-- PASSAGE PROVIDED --
####################

Reviews of Books

Seth Godin's Tribes

Shelley Mon, 10/27/2008 - 20:15

I hesitated before downloading the Kindle sample for Seth Godin's Tribes, because Godin's market-speak, manifesto-laden punditry doesn't have a lot of appeal to me. More than that, I wondered what Godin could say that wouldn't end up being a re-hash of the now dusty all is good in the commons genre that marked weblogging's earlier years—a philosophy challenged by the harsh reality of today's economy, when most of the commons is facing foreclosure.

Still, the point to trying a sample before buying the book isn't so that you can try a book by a favorite author. No, samples give us a chance to try out an unfamiliar author, or an author we may not have liked in the past—all in the hope of finding unexpected gold among the dross.

The samples experience for Tribes does not begin well. The cover material for the book and the publisher, including copyright information, and a two item TOC, takes almost half the sample. What this tells us is that the book is going to be very small for the sample to encompass so little. In addition, so much extraneous material puts that much more pressure on the author's writing, which now has to to sell the book in just a few pages.

Having waded through the preliminary, I reach the first sentence in the book:

JOEL SPOLSKY IS CHANGING THE WORLD.

Joel Spolsky is a well known author in the technology world, but if you had asked me to list all of the people in technology who I thought were changing the world, Spolsky would not be one of them. However, to Godin, Spolsky has changed the world because he has become a leader to people who hire and manage programmers— a tribe of people, to tie into Godin's book title.

What do tribes need, Godin asks? Leadership. He writes, You can't have a tribe without a leader—and you can't be a leader without a tribe. This seemingly circular thought then leads into the next chapter section, featuring none other than the Grateful Dead.

What, you might ask, do Joel Spolsky and the Grateful Dead have in common? According to Godin, they both attracted groups of like people, or the tribes that are the focus of the book. Tribes make our lives better. And leading a tribe is the best life of all. I imagine that Jerry would agree, but I'm not sure that the world of Dead heads can easily transition into other walks of life. Perhaps the key to the combined power of Spolsky and the Grateful Dead will be made apparent in the next section.

No such luck. The next extremely short section, following the proceeding two short sections, begins to detail yet another example of tribe leadership, but at that point, the sample ended. I was then left with one of life's greatest mysteries: Do I want to know more about why Joel Spolsky is like the Grateful Dead? More importantly, will my life be richer with this knowledge? My buy, not buy decision, after the fold.

####################

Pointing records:
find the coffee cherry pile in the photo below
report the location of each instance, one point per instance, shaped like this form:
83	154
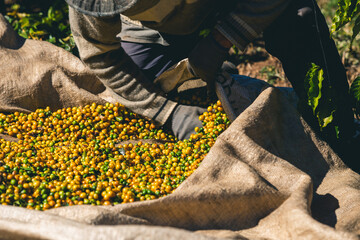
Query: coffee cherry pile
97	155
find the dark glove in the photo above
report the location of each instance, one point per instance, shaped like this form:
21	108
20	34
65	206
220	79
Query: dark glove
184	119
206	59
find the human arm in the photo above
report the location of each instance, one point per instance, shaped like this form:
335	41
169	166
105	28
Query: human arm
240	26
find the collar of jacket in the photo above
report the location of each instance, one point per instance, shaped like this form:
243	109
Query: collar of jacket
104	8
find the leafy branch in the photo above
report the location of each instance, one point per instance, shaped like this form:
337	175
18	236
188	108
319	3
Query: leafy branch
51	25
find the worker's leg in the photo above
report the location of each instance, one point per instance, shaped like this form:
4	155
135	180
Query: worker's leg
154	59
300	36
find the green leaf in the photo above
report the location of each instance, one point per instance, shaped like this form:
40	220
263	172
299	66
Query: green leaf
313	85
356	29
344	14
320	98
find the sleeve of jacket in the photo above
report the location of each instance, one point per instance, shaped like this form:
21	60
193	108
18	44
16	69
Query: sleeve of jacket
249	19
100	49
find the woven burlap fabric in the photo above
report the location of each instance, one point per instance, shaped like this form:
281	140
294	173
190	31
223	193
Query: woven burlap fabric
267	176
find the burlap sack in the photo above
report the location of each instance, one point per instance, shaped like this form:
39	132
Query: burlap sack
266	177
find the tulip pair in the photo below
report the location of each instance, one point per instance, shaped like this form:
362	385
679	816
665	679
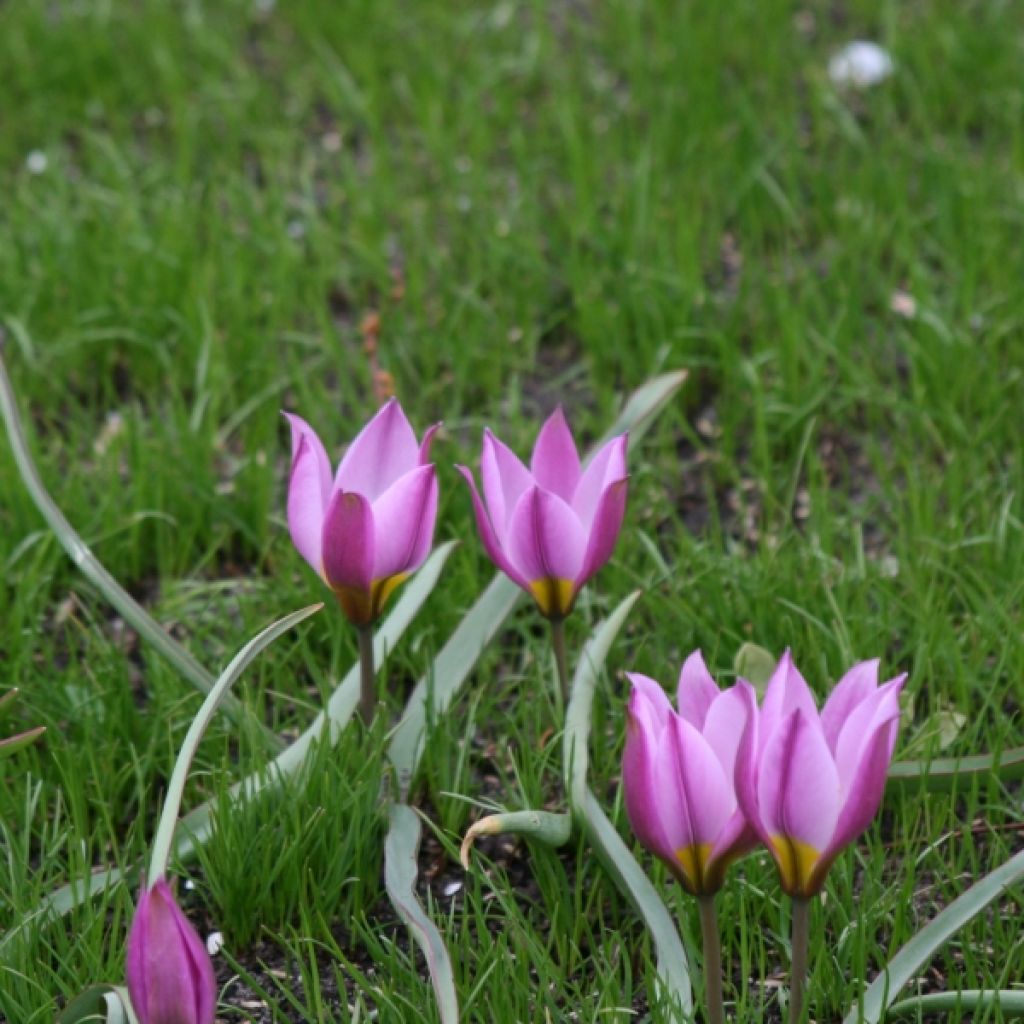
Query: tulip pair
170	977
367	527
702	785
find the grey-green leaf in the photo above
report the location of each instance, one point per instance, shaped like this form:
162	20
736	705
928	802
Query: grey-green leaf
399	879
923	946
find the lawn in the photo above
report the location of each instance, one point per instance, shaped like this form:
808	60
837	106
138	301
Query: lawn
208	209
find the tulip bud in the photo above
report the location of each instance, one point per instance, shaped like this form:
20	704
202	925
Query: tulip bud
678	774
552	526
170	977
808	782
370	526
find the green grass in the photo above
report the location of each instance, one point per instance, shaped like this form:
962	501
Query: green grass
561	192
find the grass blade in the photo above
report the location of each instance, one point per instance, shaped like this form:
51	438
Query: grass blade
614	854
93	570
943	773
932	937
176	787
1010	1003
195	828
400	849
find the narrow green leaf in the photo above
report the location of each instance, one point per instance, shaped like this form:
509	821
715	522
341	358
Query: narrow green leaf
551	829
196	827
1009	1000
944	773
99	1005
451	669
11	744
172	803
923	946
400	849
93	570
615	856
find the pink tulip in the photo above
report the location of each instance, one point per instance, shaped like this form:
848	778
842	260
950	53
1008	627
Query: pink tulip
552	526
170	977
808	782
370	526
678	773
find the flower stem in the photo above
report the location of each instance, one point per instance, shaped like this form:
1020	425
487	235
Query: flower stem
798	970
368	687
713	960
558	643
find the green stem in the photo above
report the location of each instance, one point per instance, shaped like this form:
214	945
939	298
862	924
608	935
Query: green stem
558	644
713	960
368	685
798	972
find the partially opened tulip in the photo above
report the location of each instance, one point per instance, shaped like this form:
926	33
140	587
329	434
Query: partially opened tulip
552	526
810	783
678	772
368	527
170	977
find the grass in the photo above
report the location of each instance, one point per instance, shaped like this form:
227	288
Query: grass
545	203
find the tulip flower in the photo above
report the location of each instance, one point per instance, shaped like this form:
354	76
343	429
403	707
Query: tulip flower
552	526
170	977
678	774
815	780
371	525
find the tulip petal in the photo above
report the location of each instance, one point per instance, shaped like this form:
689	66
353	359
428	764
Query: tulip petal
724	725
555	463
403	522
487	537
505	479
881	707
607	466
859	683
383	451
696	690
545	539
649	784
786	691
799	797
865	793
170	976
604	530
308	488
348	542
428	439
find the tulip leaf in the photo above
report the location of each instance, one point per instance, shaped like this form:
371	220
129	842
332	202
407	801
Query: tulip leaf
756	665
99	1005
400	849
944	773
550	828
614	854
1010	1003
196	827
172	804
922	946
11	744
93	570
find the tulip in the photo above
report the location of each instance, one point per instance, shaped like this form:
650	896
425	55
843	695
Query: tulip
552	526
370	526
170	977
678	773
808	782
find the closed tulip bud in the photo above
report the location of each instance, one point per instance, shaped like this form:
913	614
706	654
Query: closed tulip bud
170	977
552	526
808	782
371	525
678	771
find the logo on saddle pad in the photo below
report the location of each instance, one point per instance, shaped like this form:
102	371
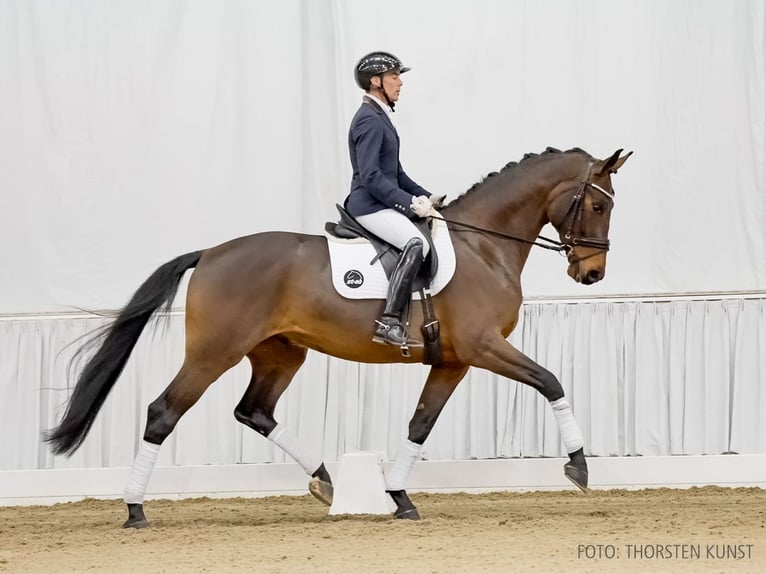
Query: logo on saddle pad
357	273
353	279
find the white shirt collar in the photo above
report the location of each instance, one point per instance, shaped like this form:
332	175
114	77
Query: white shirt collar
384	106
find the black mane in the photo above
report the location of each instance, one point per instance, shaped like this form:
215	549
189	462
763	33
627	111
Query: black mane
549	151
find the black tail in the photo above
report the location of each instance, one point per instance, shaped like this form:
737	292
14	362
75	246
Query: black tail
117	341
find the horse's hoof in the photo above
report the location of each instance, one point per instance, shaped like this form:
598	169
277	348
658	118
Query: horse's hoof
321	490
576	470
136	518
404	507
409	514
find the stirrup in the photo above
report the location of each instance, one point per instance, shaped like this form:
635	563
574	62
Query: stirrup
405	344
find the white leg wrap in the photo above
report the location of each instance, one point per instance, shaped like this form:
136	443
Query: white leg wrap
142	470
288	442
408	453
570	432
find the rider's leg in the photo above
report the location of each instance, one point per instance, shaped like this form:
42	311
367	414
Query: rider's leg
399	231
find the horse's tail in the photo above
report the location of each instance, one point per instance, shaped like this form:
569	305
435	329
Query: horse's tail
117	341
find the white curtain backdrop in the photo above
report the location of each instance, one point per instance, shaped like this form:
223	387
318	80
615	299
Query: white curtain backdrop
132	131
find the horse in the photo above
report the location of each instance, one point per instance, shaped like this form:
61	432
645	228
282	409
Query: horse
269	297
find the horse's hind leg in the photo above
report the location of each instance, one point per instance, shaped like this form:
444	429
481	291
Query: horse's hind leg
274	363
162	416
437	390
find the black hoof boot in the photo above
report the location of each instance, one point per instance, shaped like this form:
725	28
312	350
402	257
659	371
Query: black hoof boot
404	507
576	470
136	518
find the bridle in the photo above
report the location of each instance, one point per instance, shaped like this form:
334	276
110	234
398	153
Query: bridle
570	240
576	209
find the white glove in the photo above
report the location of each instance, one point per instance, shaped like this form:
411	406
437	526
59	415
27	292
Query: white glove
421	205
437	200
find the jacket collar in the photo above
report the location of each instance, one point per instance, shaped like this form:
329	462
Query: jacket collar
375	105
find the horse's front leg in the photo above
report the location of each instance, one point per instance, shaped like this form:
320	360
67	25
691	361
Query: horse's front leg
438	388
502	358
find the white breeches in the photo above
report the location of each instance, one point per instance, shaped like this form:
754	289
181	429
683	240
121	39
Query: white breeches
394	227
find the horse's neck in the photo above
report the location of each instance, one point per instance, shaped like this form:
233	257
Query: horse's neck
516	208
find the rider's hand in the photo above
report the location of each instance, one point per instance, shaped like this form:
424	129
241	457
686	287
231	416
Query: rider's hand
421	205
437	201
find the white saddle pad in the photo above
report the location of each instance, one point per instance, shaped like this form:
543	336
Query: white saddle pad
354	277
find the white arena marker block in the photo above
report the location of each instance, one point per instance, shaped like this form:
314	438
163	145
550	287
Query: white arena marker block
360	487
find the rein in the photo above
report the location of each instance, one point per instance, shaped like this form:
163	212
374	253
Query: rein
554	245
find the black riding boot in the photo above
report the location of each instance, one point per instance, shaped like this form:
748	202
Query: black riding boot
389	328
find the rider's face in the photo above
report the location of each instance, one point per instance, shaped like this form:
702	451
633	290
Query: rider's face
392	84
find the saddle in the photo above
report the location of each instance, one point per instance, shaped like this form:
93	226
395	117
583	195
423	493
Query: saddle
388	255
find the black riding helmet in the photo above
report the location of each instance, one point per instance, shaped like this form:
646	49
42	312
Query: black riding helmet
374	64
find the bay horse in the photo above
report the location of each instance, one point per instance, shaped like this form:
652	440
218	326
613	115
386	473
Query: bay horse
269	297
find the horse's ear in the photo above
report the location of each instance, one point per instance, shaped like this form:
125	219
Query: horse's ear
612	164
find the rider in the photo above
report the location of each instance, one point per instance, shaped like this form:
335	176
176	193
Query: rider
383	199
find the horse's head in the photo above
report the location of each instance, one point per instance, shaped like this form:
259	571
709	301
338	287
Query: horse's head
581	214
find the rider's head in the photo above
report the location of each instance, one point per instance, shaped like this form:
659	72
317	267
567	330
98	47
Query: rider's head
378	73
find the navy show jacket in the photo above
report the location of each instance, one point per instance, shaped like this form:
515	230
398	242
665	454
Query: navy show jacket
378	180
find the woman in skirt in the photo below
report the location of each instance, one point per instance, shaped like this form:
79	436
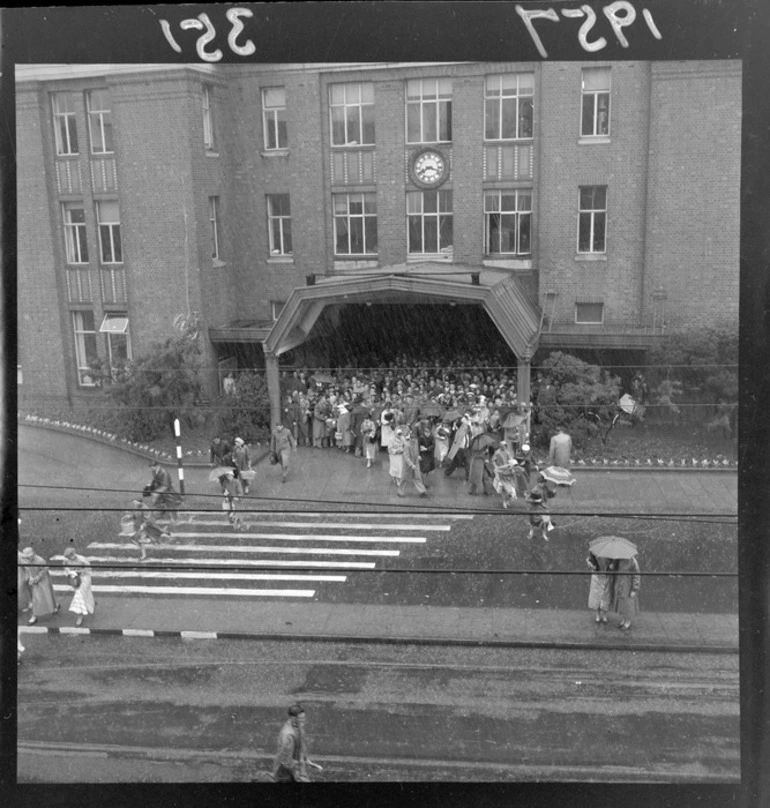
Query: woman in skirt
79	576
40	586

####################

-- YOUR INSTRUCTIONS --
Reproduce everything in the review of Seth Godin's Tribes from "Shelley Mon, 10/27/2008" down to "among the dross.".

-- WRITTEN SOLUTION --
Shelley Mon, 10/27/2008 - 20:15

I hesitated before downloading the Kindle sample for Seth Godin's Tribes, because Godin's market-speak, manifesto-laden punditry doesn't have a lot of appeal to me. More than that, I wondered what Godin could say that wouldn't end up being a re-hash of the now dusty all is good in the commons genre that marked weblogging's earlier years—a philosophy challenged by the harsh reality of today's economy, when most of the commons is facing foreclosure.

Still, the point to trying a sample before buying the book isn't so that you can try a book by a favorite author. No, samples give us a chance to try out an unfamiliar author, or an author we may not have liked in the past—all in the hope of finding unexpected gold among the dross.